_What you should do_
Each record below must be returned exactly as shown.

########

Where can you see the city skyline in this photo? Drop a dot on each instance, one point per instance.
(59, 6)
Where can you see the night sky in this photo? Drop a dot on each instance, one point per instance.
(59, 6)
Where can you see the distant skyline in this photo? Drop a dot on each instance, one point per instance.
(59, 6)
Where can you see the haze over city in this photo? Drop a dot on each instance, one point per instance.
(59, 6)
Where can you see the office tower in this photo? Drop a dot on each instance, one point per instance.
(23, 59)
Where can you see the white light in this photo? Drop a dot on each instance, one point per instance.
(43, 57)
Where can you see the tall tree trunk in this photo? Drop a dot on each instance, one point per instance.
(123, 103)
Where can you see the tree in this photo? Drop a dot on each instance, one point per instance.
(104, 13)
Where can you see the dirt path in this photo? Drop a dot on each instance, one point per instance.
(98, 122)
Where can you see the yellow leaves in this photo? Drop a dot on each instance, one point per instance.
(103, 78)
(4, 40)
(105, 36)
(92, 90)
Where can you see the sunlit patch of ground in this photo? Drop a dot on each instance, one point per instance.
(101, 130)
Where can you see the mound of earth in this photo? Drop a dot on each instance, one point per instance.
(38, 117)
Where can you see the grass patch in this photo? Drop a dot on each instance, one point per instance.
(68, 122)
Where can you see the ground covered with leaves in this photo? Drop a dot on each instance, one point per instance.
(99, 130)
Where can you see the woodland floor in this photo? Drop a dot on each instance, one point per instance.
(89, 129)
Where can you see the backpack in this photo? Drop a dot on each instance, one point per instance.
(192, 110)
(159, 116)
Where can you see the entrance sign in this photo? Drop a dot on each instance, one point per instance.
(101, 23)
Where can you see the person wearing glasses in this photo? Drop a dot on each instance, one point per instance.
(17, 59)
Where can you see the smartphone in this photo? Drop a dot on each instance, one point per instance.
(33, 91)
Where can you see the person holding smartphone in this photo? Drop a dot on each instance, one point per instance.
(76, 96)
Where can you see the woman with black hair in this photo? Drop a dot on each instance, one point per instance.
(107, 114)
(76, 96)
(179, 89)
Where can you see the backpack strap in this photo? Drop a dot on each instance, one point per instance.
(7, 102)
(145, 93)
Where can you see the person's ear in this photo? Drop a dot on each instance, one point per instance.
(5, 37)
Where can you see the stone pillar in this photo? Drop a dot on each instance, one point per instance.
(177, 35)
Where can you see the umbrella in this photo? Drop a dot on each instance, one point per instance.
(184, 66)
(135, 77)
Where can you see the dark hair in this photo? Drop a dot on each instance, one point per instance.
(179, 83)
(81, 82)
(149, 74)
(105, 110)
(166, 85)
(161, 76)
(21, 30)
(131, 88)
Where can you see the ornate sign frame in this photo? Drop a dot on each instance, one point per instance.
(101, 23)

########

_Problem solution_
Where can you see the city skyline in this photo? Drop a dot on each instance, one point per instance.
(59, 6)
Where can you see the night sky in this photo? Drop a dot on each instance, one point per instance.
(59, 6)
Where can you see the distant skyline in this photo? Drop a dot on each instance, one point per instance.
(59, 6)
Where can you see the haze over city in this photo? Drop a dot on each instance, one point per instance.
(59, 6)
Where can you see the office tower in this photo? Drop a dot on each instance, one point per instance.
(23, 59)
Where can you see the white light in this photo? Drop a dot on each instance, one point per instance.
(43, 57)
Where can you see the tall tree trunk in this photo? Drop a dot on each instance, one point per instance.
(123, 103)
Where can you see the tree in this photo? Drop a dot on each instance, one point per instance.
(104, 13)
Where can you see the dirt path in this photo? Drop a dot on each instance, one point per instance.
(98, 122)
Where can you see the yellow leaves in this photo? Drop a dot on each instance, one point per instance.
(103, 78)
(4, 40)
(105, 36)
(92, 90)
Where can you see the sunlit patch of ground in this photo? Drop a dot on each instance, one point per instance.
(101, 130)
Where can you see the mound of earth in this photo? Drop a dot on each instance, one point per instance.
(38, 117)
Where can you see the grass patch in this photo? Drop a dot on each instance, one point per instance.
(68, 122)
Where can you see the ground covered with leaves in this photo? Drop a dot on each instance, one point per instance.
(99, 130)
Where can you see the woodland floor in this photo? Drop a dot on each instance, one point per instance.
(89, 129)
Where can you see the backpack in this photo? Drop a dot on each instance, one point per instance.
(192, 110)
(159, 116)
Where can you see the entrance sign in this photo? Drop a dot on each instance, one point per instance.
(101, 23)
Where can you see the person wearing glasses in this photo? Drop a dot on each instance, one point per instance.
(17, 59)
Where can you see the smartphone in this photo? Drop a dot on each instance, one point per instance.
(33, 91)
Where can you see the person holding smartphone in this photo? Drop a dot on each instance, one point per instance.
(76, 96)
Where can you see the woman with black hair in this photo? Drop a dot on each instance, one point per instance.
(107, 114)
(76, 96)
(179, 89)
Where can you see the backpack strap in this photo? Drop a dot on each instance, one point per instance.
(7, 102)
(145, 93)
Where can you see the person's ear in this photo? Drop a dot on each instance, one point per instance.
(5, 37)
Where can you see the stone pillar in this photo? Drop a dot on each instance, one point per instance.
(177, 35)
Where can you see the umbrella in this photo? Drop a dot on each instance, one point per instance.
(184, 66)
(135, 77)
Where can you see the dark hair in this photo? Drop a dot on each instance, one point per instance.
(179, 83)
(81, 82)
(149, 74)
(105, 110)
(166, 85)
(161, 76)
(21, 30)
(131, 88)
Where can you see the ornate sign frame in this photo? Drop a dot on each instance, one point per instance.
(101, 23)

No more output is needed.